→ **WORK INSTRUCTIONS**:
Return, word for word, every line that follows.

→ **SUPPLIED DATA**:
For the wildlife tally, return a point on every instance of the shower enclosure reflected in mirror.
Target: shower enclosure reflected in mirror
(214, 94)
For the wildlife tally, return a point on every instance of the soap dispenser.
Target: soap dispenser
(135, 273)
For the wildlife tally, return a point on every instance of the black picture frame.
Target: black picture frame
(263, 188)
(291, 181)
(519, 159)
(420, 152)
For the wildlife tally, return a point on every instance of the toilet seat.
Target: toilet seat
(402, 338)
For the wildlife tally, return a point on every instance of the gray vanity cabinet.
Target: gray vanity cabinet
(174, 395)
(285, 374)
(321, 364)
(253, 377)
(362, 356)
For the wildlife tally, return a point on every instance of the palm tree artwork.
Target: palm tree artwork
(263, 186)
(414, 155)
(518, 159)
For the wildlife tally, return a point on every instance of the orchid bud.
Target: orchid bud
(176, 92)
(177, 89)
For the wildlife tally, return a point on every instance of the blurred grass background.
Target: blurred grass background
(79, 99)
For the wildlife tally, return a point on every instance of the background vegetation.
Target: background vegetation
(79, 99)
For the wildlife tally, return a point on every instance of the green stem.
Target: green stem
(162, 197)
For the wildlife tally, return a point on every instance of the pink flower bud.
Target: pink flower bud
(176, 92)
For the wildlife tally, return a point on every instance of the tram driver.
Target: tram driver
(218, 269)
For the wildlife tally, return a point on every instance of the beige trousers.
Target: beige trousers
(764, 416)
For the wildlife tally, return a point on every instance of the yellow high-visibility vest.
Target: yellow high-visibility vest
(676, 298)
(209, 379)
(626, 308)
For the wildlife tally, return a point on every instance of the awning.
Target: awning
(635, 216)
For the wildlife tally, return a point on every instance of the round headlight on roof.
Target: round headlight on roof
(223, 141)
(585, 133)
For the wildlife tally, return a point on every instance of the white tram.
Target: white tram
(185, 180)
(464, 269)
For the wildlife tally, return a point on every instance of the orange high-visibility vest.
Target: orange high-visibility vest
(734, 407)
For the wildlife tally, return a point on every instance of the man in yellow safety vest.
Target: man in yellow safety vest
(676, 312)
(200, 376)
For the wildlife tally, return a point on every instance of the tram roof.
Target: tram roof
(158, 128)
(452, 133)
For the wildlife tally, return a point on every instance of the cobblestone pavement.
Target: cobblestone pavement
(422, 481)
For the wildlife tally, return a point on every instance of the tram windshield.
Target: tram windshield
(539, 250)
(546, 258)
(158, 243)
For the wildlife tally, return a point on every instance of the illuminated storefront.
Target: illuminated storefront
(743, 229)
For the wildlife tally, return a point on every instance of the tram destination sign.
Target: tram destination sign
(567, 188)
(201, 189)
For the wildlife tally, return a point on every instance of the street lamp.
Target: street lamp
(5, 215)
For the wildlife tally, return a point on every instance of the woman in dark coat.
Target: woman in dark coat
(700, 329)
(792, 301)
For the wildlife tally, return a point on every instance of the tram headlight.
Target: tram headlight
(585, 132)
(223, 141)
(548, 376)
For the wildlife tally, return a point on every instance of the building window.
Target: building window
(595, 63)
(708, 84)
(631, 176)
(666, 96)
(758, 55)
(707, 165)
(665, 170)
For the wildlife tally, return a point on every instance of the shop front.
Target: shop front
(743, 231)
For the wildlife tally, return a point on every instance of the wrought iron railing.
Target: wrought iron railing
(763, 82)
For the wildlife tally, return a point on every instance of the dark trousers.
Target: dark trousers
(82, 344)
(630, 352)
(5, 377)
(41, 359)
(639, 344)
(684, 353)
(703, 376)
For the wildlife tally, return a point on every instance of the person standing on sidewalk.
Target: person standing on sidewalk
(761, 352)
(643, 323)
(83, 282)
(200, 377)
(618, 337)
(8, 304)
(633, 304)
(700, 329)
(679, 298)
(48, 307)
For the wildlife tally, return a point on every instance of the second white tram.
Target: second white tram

→ **RESULT OF THIS EXERCISE**:
For the wildlife tally, return a point on every instance of the shower enclosure reflected in mirror.
Target: shower enclosure reflected in mirror
(214, 94)
For the wildlife tally, return a point on every instance of the soap dispenser.
Target: soap dispenser
(135, 273)
For the wildlife tally, return a point on every instance of the black picture frame.
Target: black picture frame
(263, 188)
(291, 181)
(519, 159)
(420, 152)
For the wildlife tally, return a point on every instance of the toilet seat.
Target: toilet seat
(402, 338)
For the wildlife tally, return a point on every instance of the gray vanity cabinet.
Target: gray vanity cabinet
(174, 395)
(285, 374)
(321, 364)
(253, 377)
(362, 356)
For the wildlife tally, return a point on every instance of the palm tree artwork.
Target: palm tree artwork
(263, 186)
(414, 155)
(518, 159)
For the wildlife tally, return a point on every instance of the orchid bud.
Target: orchid bud
(176, 92)
(177, 89)
For the wildlife tally, return a point on every instance of the blurred grass background.
Target: blurred grass background
(79, 99)
For the wildlife tally, return a point on every instance of the background vegetation.
Target: background vegetation
(79, 99)
For the wildlife tally, return a point on every instance of the green stem.
Target: green stem
(162, 197)
For the wildlife tally, return a point on every instance of the pink flower bud.
Target: pink flower bud
(176, 92)
For the wildlife tally, return a point on every instance of the tram driver.
Target: tram driver
(218, 269)
For the wildlife tally, return a point on every instance of the beige trousers.
Target: beige trousers
(764, 416)
For the wildlife tally, return a point on every instance of the yellow high-visibility vest.
Target: yellow high-visibility vest
(676, 298)
(209, 379)
(626, 308)
For the wildlife tally, return a point on every instance of the awning.
Target: awning
(635, 216)
For the wildlife tally, return a point on every instance of the round headlight on roof.
Target: round headlight on roof
(223, 141)
(585, 133)
For the wildlife tally, return a point on every instance of the white tram.
Target: white tram
(185, 180)
(464, 269)
For the wildlife tally, return a point on every instance of the orange high-visibility vest.
Target: orange high-visibility vest
(734, 407)
For the wildlife tally, return a point on every instance of the man in yellow safety vest.
Target: man in yellow safety vest
(676, 312)
(200, 376)
For the wildlife tally, return a point on every instance of the tram roof.
Target: tram roof
(158, 128)
(452, 133)
For the wildlife tally, return a point on every instance of the cobblestone pavement.
Target: cobblestone pavement
(422, 481)
For the wildlife tally, return a point on every instance of the tram windshield.
Target: tram windshield
(539, 250)
(546, 258)
(158, 243)
For the wildlife tally, return a point on every instance of the illuminated storefront.
Target: illuminated storefront
(743, 229)
For the wildlife tally, return a point on every instance of the tram destination sign.
Target: tram destination sign
(567, 188)
(201, 189)
For the wildlife tally, return a point on every instance of the street lamp.
Target: street lamp
(5, 215)
For the wildlife tally, return a point on every instance of the woman in dark coat.
Target: woman in dark coat
(700, 329)
(792, 301)
For the wildlife tally, return a point on every instance of the tram headlight.
Target: tram headlight
(585, 132)
(223, 141)
(548, 376)
For the wildlife tally, return a point on every instance of the building window.
Target: building window
(595, 63)
(708, 84)
(631, 176)
(666, 96)
(758, 55)
(707, 165)
(665, 170)
For the wildlife tally, return a point on every instance of the shop front.
Target: shop front
(743, 231)
For the wildlife tally, return a point on every instance of the wrought iron railing.
Target: wrought iron railing
(763, 82)
For the wildlife tally, return a point on every instance of the dark trousers.
Target: dark trousers
(82, 344)
(630, 352)
(5, 377)
(41, 359)
(639, 344)
(684, 353)
(703, 376)
For the wildlife tally, return a point on every instance of the person standing on sidewalk.
Target: person standing on sidewalk
(761, 352)
(643, 323)
(83, 282)
(200, 377)
(618, 337)
(8, 304)
(633, 304)
(700, 329)
(679, 298)
(48, 307)
For the wildlife tally, return a point on every instance of the second white tram.
Target: second white tram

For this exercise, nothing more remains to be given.